> Set of tasks:
#1 In the passage on Australian general practice, where was the WONCA conference held in March?
#2 Extend the passage on Australian general practice past its final sentence.

> Extracted text:
● ● ● ● ● ● ●
One determinant of a specialty's standing in the medical community is its performance in research. Australian general practice has some catching up to do in this area.11 Indeed, general practice research appears to be in the throes of an identity crisis. In March this year an international conference of WONCA (the World Organization of National Colleges, Academies and Academic Associations of General Practitioners/Family Physicians, or the World Organization of Family Doctors, for short) was convened in Kingston, Canada, to draft a statement on the importance and future prospects of primary care research.12 It is surprising that such a conference was needed at all. But as noted in the Lancet, ". . . discussion at the conference also revealed the loss of direction — and confidence — that primary care research is presently experiencing. Very few examples of good family practice research were presented . . . The emphasis on reflection at the expense of action was telling — and disappointing."12

With all this doom and gloom, what to do? Our special issue on general practice attempts to address this question.

Kamien (page 10) explores the collective wisdom of Australia's inaugural professors of "community medicine".13 Their achievements have been prodigious, but implicit in their reminiscences and counsel is the hope that deans of medical schools might support general practice more fully, and pursue more vigorously teaching environments beyond those found in esoteric tertiary-care and quarternary-care institutions.13 That this can happen with leadership and vision is illustrated by the continuing advances of general practice academia in the United Kingdom, wherein a third of all UK general practices are involved in community-based undergraduate education.14

Del Mar and his international colleagues (page 26) argue that part of the solution to the woes of general practice is to strengthen its "intellectual aspects" by encouraging "critical thinking" and the pursuit of clinically relevant research.7

The commentators on the contrived bleak scenario of general practice in 2020 — The destiny of general practice: blind faith or 20/20 vision — featured in this issue (page 47) argue that the antidotes to the 2020 poisoning of professionalism include structural reforms and independence of clinical agendas. Kidd (page 16) further stresses that involvement of the Federal Government in general practice vocational training needs to be long-sighted, flexible, and not merely an opportunity for implementing political solutions to current problems.15 If the guardians of this multitiered vocational training program were to get it wrong, they would risk fatally wounding general practice.
● ● ● ● ● ● ●
> Given information:
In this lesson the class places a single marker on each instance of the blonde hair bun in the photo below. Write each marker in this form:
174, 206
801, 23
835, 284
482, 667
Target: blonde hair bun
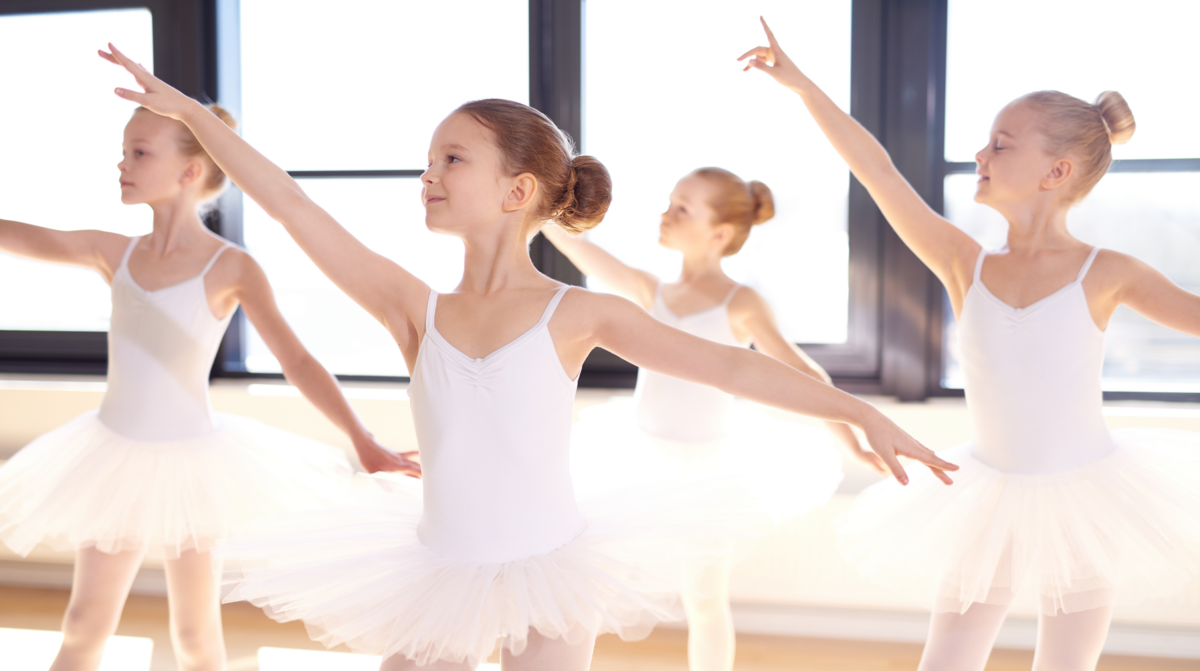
763, 203
1116, 115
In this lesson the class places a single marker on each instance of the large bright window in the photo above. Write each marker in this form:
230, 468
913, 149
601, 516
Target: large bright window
1146, 207
664, 95
60, 147
346, 96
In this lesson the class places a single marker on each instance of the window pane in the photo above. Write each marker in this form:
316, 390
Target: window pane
1155, 217
999, 51
678, 101
60, 166
360, 84
388, 216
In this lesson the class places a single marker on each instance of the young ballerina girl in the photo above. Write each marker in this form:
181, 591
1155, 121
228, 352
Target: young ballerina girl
673, 427
1047, 493
492, 546
155, 469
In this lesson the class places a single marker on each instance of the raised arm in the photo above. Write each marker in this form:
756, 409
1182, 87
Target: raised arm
303, 370
593, 261
622, 328
943, 247
383, 288
754, 316
97, 250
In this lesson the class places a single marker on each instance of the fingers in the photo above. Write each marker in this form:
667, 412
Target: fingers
771, 36
760, 52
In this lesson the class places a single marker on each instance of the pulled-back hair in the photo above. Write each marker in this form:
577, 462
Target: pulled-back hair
741, 203
1084, 131
189, 145
575, 190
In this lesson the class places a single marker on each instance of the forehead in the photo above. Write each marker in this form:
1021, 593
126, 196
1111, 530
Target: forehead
1015, 118
147, 125
461, 130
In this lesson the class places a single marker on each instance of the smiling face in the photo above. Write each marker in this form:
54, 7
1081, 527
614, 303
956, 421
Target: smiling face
690, 223
463, 185
153, 168
1014, 166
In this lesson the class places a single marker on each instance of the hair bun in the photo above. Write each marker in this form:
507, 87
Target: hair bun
587, 196
1116, 115
763, 203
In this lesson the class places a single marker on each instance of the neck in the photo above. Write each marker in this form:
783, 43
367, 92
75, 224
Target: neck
175, 225
497, 259
1038, 226
700, 265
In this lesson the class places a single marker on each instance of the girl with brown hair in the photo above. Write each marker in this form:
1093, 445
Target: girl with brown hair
492, 546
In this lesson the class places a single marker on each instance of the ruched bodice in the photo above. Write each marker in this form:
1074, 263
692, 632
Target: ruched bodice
1033, 378
495, 435
161, 347
684, 411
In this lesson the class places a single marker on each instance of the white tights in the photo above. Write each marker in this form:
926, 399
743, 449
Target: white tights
540, 654
711, 639
101, 585
1066, 641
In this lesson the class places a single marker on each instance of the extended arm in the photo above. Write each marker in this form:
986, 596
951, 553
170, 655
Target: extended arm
307, 375
97, 250
636, 285
943, 247
628, 331
759, 321
382, 287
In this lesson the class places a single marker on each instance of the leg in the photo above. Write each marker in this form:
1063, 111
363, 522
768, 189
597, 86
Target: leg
963, 642
1072, 642
546, 654
101, 585
711, 639
195, 612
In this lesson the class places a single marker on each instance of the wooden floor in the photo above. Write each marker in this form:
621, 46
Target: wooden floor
247, 629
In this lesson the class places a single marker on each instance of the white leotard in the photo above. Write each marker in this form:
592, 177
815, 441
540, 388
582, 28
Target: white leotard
1033, 378
161, 347
684, 411
493, 436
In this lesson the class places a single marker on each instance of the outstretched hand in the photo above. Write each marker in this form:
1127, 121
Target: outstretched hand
156, 95
774, 61
889, 442
376, 457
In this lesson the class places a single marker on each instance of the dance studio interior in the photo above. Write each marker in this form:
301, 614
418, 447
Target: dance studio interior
343, 97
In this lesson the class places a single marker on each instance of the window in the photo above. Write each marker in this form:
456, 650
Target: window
652, 121
352, 120
1146, 205
60, 166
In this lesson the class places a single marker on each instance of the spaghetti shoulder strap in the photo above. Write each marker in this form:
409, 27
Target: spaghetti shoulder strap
983, 255
553, 304
214, 259
129, 251
431, 307
1087, 264
730, 295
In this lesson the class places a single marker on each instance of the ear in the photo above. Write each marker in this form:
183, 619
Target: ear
522, 192
192, 173
1060, 172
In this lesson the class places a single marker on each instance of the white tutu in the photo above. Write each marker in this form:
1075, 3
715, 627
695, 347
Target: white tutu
1128, 522
83, 485
359, 574
791, 467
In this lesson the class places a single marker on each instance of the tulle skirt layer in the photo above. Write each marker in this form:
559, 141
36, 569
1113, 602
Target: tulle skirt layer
791, 467
1125, 527
359, 574
82, 485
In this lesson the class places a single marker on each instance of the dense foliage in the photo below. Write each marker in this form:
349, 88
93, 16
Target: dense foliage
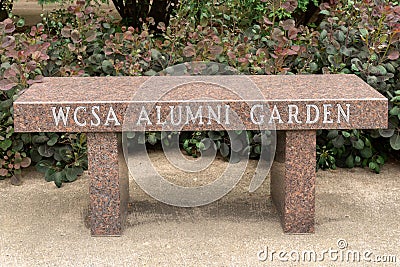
255, 37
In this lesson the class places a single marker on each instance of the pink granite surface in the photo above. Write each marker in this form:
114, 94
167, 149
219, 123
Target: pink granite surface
293, 171
33, 109
293, 180
109, 184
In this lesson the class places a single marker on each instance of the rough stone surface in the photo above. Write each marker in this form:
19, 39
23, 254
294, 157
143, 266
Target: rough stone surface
293, 180
109, 188
100, 106
33, 112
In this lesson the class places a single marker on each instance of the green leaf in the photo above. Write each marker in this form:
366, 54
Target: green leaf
72, 173
386, 132
43, 165
345, 134
372, 165
58, 178
380, 160
359, 144
324, 12
214, 135
4, 145
53, 140
257, 149
332, 134
350, 161
395, 141
46, 151
363, 32
366, 152
49, 174
26, 162
224, 150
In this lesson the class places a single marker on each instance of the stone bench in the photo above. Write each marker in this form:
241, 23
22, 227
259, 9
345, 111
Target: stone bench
297, 106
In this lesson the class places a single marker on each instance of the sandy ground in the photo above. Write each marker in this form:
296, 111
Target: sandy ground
31, 11
41, 225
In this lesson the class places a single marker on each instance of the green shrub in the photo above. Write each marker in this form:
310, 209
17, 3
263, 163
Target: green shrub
80, 40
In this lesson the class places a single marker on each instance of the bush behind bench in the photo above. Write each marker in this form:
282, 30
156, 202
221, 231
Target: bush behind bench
81, 40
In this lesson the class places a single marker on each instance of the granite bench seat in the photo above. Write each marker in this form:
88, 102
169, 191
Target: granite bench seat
297, 106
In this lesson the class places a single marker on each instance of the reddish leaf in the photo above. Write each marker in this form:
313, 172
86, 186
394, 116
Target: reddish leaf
90, 36
393, 55
216, 50
31, 65
75, 36
66, 31
26, 162
7, 41
189, 51
9, 26
3, 172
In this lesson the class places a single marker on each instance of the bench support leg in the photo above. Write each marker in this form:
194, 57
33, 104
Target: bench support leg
109, 184
293, 180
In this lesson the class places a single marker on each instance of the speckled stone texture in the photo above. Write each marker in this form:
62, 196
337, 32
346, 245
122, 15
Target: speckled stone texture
293, 180
33, 111
100, 106
109, 184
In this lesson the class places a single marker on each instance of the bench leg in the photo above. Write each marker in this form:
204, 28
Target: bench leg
109, 184
293, 180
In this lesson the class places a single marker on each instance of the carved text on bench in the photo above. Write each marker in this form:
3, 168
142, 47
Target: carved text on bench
189, 113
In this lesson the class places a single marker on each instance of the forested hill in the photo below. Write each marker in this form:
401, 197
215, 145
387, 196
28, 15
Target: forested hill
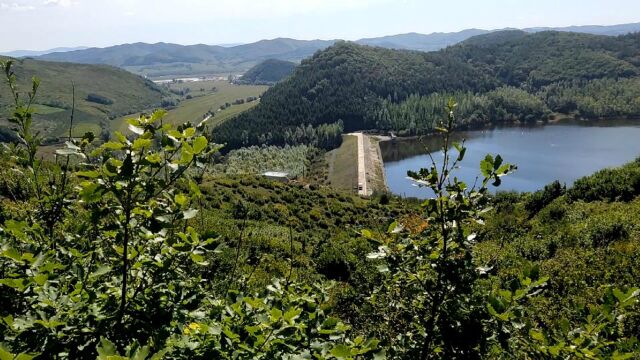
102, 92
268, 72
497, 77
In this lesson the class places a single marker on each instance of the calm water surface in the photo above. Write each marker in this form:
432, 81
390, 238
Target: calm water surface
565, 152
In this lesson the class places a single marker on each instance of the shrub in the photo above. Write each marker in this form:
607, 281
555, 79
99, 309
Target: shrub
99, 99
619, 184
541, 198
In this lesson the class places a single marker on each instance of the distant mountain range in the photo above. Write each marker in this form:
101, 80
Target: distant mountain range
33, 53
162, 59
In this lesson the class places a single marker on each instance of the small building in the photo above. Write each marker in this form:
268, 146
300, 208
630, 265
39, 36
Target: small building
277, 176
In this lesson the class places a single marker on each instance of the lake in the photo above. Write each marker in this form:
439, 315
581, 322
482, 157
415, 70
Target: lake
564, 151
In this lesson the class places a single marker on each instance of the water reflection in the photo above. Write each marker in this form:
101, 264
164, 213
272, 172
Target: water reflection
564, 151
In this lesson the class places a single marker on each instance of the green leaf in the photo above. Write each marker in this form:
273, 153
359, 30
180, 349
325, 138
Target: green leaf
5, 354
190, 214
106, 349
197, 258
141, 143
341, 351
292, 314
486, 166
199, 144
181, 199
88, 174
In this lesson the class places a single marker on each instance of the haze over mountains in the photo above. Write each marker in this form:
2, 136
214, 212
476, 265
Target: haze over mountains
162, 59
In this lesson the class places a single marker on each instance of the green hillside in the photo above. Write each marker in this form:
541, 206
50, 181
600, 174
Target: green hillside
268, 72
499, 77
102, 93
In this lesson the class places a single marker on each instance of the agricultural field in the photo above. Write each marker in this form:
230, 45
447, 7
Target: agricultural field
204, 99
101, 93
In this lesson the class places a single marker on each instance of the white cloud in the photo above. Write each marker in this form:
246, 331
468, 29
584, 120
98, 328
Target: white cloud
63, 3
239, 9
16, 7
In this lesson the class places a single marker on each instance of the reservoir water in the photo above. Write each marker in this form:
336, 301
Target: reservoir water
565, 151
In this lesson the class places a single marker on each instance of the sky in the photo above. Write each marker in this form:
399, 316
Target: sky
45, 24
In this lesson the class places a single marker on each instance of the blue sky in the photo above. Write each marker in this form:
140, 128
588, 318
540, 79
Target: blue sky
43, 24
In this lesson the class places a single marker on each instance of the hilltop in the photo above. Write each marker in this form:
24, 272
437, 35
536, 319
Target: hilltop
102, 93
162, 59
268, 72
520, 77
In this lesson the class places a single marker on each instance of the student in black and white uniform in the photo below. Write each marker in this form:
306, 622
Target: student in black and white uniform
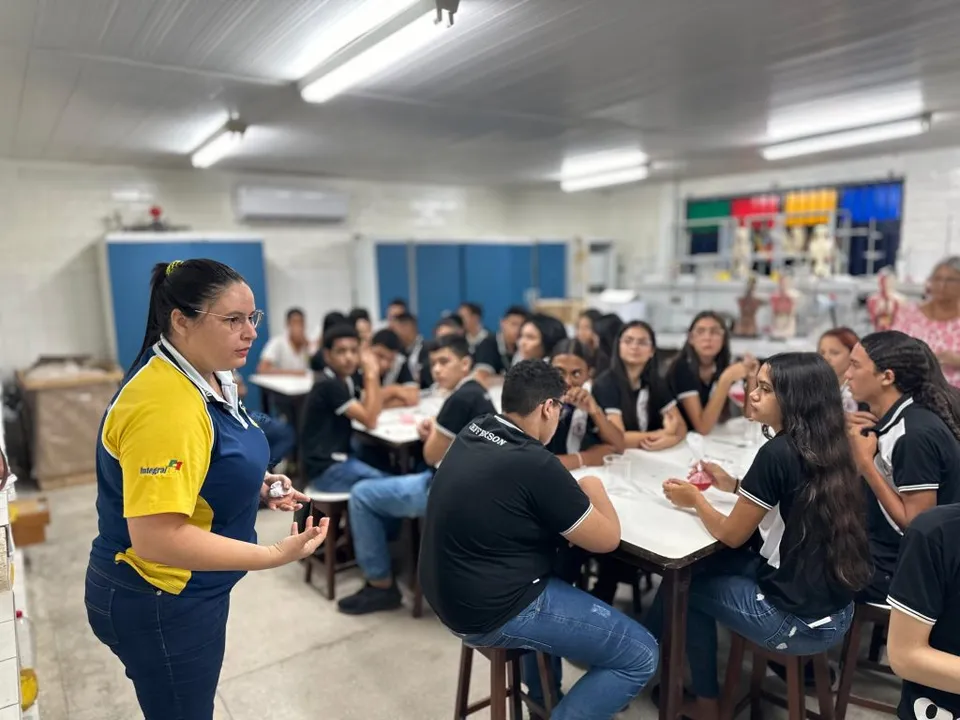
923, 641
585, 435
702, 374
635, 397
495, 354
539, 336
801, 492
911, 459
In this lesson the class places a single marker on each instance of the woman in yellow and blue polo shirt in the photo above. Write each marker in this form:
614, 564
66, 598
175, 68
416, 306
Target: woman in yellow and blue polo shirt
181, 471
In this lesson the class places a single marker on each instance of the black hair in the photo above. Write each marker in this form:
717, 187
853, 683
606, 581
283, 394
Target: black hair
293, 312
607, 328
457, 344
551, 331
529, 384
474, 308
829, 506
187, 286
387, 338
358, 314
916, 372
649, 375
338, 332
334, 318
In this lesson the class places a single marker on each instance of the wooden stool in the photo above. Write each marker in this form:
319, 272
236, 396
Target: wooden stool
500, 690
333, 506
796, 696
879, 615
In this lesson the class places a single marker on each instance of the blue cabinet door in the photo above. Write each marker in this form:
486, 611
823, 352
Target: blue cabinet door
496, 276
393, 273
439, 282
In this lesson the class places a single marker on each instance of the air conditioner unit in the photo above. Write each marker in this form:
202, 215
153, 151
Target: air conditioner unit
254, 202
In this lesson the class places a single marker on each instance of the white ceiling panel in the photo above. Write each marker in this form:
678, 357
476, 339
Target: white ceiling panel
502, 97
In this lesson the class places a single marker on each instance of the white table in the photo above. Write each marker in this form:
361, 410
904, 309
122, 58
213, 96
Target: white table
659, 537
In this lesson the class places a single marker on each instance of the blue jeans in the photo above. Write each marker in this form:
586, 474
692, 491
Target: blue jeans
341, 477
171, 647
376, 508
570, 623
726, 591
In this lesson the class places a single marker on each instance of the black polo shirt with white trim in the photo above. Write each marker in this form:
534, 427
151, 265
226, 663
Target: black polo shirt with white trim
926, 586
794, 577
915, 452
652, 401
499, 508
326, 428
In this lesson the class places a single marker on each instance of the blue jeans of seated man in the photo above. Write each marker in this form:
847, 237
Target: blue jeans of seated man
341, 477
726, 591
376, 509
567, 622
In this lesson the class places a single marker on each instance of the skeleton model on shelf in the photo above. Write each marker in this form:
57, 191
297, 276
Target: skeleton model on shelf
883, 305
742, 252
823, 249
746, 324
783, 303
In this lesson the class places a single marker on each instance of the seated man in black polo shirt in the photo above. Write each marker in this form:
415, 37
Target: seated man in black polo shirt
924, 636
377, 506
500, 507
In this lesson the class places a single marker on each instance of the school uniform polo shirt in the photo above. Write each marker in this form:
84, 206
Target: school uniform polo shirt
326, 428
926, 587
774, 482
652, 401
170, 444
499, 507
915, 452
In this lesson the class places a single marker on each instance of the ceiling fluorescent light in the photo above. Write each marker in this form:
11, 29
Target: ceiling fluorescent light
848, 138
615, 177
219, 146
375, 52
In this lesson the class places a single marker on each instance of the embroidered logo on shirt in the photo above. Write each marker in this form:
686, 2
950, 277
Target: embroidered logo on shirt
172, 466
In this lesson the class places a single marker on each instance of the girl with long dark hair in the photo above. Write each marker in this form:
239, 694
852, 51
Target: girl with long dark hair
702, 374
181, 471
910, 457
796, 595
634, 396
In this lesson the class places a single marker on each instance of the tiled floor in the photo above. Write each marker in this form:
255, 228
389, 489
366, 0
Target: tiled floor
290, 655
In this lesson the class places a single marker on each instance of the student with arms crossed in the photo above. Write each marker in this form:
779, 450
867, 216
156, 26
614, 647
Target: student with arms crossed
801, 493
377, 506
911, 459
500, 507
923, 641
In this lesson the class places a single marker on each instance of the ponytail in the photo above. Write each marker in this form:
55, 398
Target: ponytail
184, 285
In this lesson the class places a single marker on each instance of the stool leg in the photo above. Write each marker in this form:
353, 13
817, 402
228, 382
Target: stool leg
851, 649
330, 554
498, 685
463, 682
728, 701
516, 691
821, 675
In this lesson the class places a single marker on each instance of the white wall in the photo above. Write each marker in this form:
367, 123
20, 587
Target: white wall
52, 219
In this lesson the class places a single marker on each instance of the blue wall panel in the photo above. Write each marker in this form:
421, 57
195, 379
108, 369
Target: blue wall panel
552, 269
439, 282
393, 276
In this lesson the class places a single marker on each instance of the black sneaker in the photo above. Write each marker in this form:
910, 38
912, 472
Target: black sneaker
371, 599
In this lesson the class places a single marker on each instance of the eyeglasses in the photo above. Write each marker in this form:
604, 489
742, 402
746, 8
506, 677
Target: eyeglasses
● ● ● ● ● ● ●
> Answers for the exercise:
#1 Kingston, Canada.

#2
General practice in the 21st century will only prosper if its collective focus is on adapting and enhancing its unique characteristics — first contact, comprehensiveness, continuity and coordination of care — so that these are in tune with patient and community expectations and the needs of the community's changing health challenges.

General practice needs to change so that despondency, stress, loss of control and the perceived professional unattractiveness are things of the past. New GPs will need to embrace rather than suffer preventive medicine, exploit the power implicit in patient self-management, have responsive and flexible schedules of single or group visits, and be closely involved as members of interdisciplinary teams in care delivery within the community. They must also use the rich resources of information technology to reduce rather than increase work loads. Finally, general practice needs to accommodate the life-style aspirations of future doctors. Such developments can only restore the individual morale and professional pride of GPs.

Donald Berwick (President and Chief Executive Officer, Institute for Health Care Improvement, Boston, USA) recently observed that "We are carrying the nineteenth-century clinical office into the twenty-first-century world. It's time to retire it."16 To effect such seismic changes in how general practice is provided and remunerated will, no doubt, produce upheaval, but the key to the management of any crisis is control — control of professional purpose, places of practice and pride.

It is time for general practice to move into the 21st century.